● Problems to work on:
a: From the grant abstract on volumetric muscle loss below, list every result of the current gold standard surgery (muscle flap autografts or free tissue transfer) that the abstract names.
b: Condense the paragraph of the grant abstract on volumetric muscle loss below that begins "Extremity trauma involving large tissue loss" into a short bulleted list that keeps its main facts.

# Engineering the Immune and Fibrotic Response in Volumetric Muscle Loss

> **NIH NIH R01** · UNIVERSITY OF OREGON · 2024 · $317,397

## Abstract

ABSTRACT
 Extremity trauma involving large tissue loss presents a significant clinical challenge for both general and military
populations. When these injuries involve Volumetric Muscle Loss (VML), the current gold standard surgery is treatment
with muscle flap autografts or free tissue transfer. However, these result in significant fibrosis and fatty infiltration, impaired
regeneration, chronic pain, and significant long-term functional disabilities. There is currently a fundamental lack of
understanding of the molecular and cellular processes in the hostile environment of a full thickness, critically sized VML
defect which leads to the fibrotic and poor healing outcomes regardless of the treatment approach. In a series of recent
publications in pre-clinical VML models, our group has defined the critical size threshold above which the characteristic
VML hallmarks are observed: fibrosis and fatty infiltration, chronic inflammation, and lack of myofiber bridging across the
defect. We now present preliminary evidence that there is a distinct and dysregulated cellular response in the critically sized
defect with rapid proliferation of fibro-adipogenic progenitor cells (FAPs). FAPs are a dynamic mesenchymal stromal cells
that play a critical support and coordination role for muscle stem cells, also known as satellite cells (MuSCs), during
regeneration; however, in chronic muscle pathologies, like muscular dystrophies, FAPs can differentiate into fibrotic and
adipogenic lineages in a process that is thought to be directed by macrophages and specific subsets of M2 macrophages.
The overall objective of this proposal is to regenerate functional muscle after VML by engineering an immunomodulatory
biomaterial system to direct the FAPs towards a pro-regenerative state, thus creating an environmental niche conducive to
MuSCs transplantation and muscle regeneration. Our central hypothesis posits that following VML injury, local FAPs
undergo a transition to an aberrant phenotype that directly differentiates into fibrotic and fatty tissue and that controlled
delivery of pro-resolving lipid mediators will resolve these FAPs and restore the regenerative potential of MuSCs. We
propose the following aims: Aim 1: To determine the role of aberrant FAPs in fatty infiltration and fibrosis associated with
VML injuries. Aim 2: To assess the contribution of increased pro-fibrotic signaling of M2 polarized macrophages on FAPs
function in VML. Aim 3: To test whether co-delivery of pro-regenerative FAPs and MuSC within PEG-4MAL hydrogel
enhance muscle regeneration and functional recovery following VML. Impact – VML is a pervasive clinical challenge with
poor functional outcomes even after gold standard autograft treatment. We will define the critical roles of immune and FAP
cells in this process and develop newly engineered immunomodulatory and regenerative treatment strategies that will
provide a foundation to translate into clinical treatments for VML.

● Given data:
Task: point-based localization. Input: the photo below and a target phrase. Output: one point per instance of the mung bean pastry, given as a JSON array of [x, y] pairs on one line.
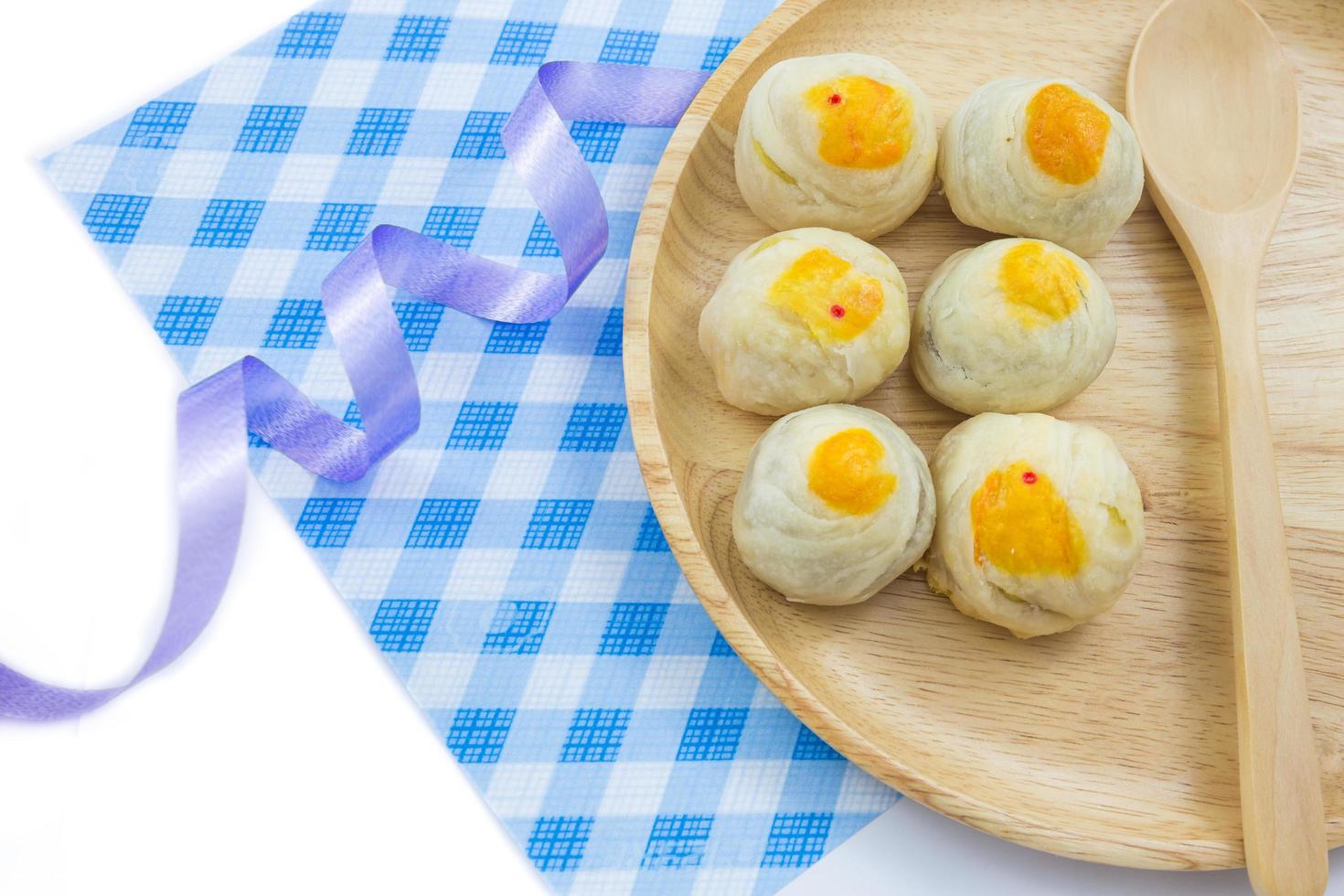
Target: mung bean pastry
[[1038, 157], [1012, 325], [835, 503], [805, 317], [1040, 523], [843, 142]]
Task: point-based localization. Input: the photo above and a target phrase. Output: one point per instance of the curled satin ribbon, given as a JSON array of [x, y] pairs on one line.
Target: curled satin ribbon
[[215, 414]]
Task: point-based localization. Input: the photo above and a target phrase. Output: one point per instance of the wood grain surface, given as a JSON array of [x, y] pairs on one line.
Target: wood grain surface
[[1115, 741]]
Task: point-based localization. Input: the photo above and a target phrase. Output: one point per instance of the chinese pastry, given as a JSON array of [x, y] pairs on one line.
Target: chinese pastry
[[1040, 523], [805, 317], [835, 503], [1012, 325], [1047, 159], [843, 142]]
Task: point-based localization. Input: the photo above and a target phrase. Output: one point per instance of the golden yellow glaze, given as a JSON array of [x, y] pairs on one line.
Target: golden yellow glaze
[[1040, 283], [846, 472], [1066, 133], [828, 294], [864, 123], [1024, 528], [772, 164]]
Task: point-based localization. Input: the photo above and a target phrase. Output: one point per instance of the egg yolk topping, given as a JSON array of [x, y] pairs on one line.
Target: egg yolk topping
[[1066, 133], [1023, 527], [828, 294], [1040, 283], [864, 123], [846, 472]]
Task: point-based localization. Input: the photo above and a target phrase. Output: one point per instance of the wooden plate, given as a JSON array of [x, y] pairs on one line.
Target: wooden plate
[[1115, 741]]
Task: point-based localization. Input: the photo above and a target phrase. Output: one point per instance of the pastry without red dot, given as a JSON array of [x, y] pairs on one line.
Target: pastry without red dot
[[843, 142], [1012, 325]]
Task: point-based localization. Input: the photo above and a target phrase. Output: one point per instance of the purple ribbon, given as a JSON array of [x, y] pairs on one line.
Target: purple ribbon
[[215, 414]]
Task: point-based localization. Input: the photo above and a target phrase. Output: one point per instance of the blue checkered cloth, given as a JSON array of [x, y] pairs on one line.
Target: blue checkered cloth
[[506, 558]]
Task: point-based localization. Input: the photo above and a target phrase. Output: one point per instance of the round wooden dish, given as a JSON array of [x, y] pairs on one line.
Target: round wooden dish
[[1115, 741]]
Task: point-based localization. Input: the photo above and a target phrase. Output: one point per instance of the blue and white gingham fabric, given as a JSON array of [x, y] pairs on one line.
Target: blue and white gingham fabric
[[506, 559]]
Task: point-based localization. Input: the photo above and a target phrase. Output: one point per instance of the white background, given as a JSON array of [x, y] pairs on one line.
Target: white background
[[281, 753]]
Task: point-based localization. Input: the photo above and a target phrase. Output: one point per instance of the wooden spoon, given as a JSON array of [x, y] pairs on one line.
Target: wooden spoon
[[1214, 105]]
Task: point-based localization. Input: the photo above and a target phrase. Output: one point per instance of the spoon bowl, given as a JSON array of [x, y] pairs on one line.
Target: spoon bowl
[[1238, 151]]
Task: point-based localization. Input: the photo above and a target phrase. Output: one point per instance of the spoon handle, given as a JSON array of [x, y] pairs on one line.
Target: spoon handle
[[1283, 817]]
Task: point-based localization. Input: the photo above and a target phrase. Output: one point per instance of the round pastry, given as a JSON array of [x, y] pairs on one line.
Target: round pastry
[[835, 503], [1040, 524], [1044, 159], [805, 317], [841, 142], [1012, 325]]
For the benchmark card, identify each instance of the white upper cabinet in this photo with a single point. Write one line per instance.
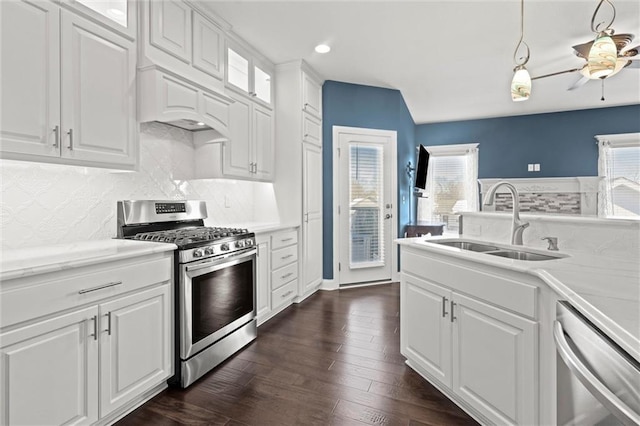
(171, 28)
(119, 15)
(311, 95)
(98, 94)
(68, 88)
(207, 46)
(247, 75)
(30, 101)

● Answers:
a:
- Significant fibrosis and fatty infiltration
- Impaired regeneration
- Chronic pain
- Significant long-term functional disabilities

b:
- Extremity trauma with large tissue loss is a significant clinical challenge for general and military populations.
- For Volumetric Muscle Loss (VML), the gold standard treatment is muscle flap autografts or free tissue transfer. It results in fibrosis, fatty infiltration, impaired regeneration, chronic pain and long-term functional disabilities.
- The molecular and cellular processes behind poor healing in critically sized VML defects are not understood.
- The group has defined the critical size threshold above which VML hallmarks appear: fibrosis and fatty infiltration, chronic inflammation, and lack of myofiber bridging.
- Preliminary evidence shows rapid proliferation of fibro-adipogenic progenitor cells (FAPs) in critically sized defects. FAPs support muscle stem cells (MuSCs) but, in chronic muscle pathologies, can become fibrotic and adipogenic, a process thought to be directed by macrophages.
- Objective: regenerate functional muscle after VML with an immunomodulatory biomaterial system that steers FAPs toward a pro-regenerative state and supports MuSC transplantation.
- Hypothesis: after VML, FAPs shift to an aberrant phenotype that forms fibrotic and fatty tissue, and controlled delivery of pro-resolving lipid mediators will resolve these FAPs and restore MuSC regenerative potential.
- Aim 1: determine the role of aberrant FAPs in fatty infiltration and fibrosis after VML.
- Aim 2: assess how pro-fibrotic signaling of M2 polarized macrophages affects FAP function in VML.
- Aim 3: test whether co-delivering pro-regenerative FAPs and MuSCs in PEG-4MAL hydrogel improves muscle regeneration and functional recovery.
- Impact: define the roles of immune cells and FAPs in VML and develop new immunomodulatory and regenerative treatments as a foundation for clinical use.